## Stated problem
The listing below is to be output in its exact form.

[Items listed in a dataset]
--
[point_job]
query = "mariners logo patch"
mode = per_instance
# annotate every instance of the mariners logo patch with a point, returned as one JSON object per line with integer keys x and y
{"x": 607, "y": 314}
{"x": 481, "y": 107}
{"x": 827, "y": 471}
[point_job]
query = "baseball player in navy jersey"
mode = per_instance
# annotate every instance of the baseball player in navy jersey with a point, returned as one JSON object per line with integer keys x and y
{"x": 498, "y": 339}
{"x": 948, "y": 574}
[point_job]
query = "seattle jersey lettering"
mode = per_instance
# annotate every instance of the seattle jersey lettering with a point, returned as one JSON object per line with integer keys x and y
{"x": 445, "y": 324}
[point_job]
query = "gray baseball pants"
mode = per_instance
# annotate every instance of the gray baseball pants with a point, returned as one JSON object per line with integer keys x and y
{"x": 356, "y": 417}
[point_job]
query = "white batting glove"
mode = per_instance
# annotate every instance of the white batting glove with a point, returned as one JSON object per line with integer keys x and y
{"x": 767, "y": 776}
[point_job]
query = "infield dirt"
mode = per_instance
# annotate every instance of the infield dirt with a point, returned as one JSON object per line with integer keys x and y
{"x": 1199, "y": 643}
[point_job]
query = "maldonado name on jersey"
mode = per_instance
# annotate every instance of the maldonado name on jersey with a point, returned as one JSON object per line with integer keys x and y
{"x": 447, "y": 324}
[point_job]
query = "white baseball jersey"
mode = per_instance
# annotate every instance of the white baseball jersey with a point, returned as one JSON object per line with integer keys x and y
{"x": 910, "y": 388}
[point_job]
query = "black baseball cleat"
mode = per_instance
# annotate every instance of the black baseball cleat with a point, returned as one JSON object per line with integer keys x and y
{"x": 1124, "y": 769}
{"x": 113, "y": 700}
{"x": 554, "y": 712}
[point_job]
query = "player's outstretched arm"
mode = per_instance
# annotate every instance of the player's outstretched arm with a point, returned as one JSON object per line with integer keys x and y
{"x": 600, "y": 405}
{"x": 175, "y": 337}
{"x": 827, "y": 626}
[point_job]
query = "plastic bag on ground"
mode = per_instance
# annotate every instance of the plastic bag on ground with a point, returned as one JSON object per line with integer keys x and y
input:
--
## Worked answer
[point_job]
query = "mariners logo patch"
mode = per_instance
# annotate every instance of the mariners logo patch with a point, returned as one JSON object per line with integer keys x and y
{"x": 607, "y": 314}
{"x": 481, "y": 107}
{"x": 827, "y": 471}
[point_job]
query = "baseball player in navy jersey"
mode = per_instance
# annotate every instance of the baseball player in navy jersey with a point, returned as one JSON object per line with integer keys x and y
{"x": 498, "y": 339}
{"x": 948, "y": 574}
[point_job]
query = "seattle jersey lettering"
mode = per_instance
# annotate every instance of the seattle jersey lettering with a point, returned as one JSON object per line with integer keys x and y
{"x": 445, "y": 324}
[point_job]
query = "gray baseball pants"
mode = per_instance
# annotate every instance of the gray baseball pants with a point, returned as one JSON object per line with integer keys x and y
{"x": 356, "y": 417}
[point_job]
query = "white batting glove"
mode = per_instance
# annotate every instance of the white batting glove with a point, returned as one JSON object per line with integer keys x and y
{"x": 767, "y": 776}
[point_job]
query = "infield dirt"
mode = per_instance
# annotate every instance of the infield dirt with a point, returned as one JSON object per line with integer keys x and y
{"x": 1199, "y": 643}
[point_job]
query = "maldonado name on jersey"
mode = per_instance
# annotate every instance of the maldonado name on jersey with a point, returned as one JSON object per line with integer keys x and y
{"x": 447, "y": 324}
[point_job]
query = "white baseball jersey"
mode = per_instance
# annotate every instance of the white baseball jersey with a point, returned as one JSON object per line with integer keys x and y
{"x": 910, "y": 388}
[point_job]
query = "black baseball cleat"
mode = per_instance
# annotate every instance of the black baseball cleat with a point, returned as one JSON object per line with integer keys x and y
{"x": 1124, "y": 769}
{"x": 113, "y": 700}
{"x": 554, "y": 712}
[point_job]
query = "player's outstretched arm"
mode = per_instance
# annotate every instance of the player's outstretched arm with a point, returned as one JSON object per line with integer keys x and y
{"x": 600, "y": 405}
{"x": 175, "y": 337}
{"x": 827, "y": 626}
[point_job]
query = "plastic bag on ground"
mode = per_instance
# annotate every instance of the plastic bag on ground with a point, returned as one JSON object per line with integer keys x and y
input:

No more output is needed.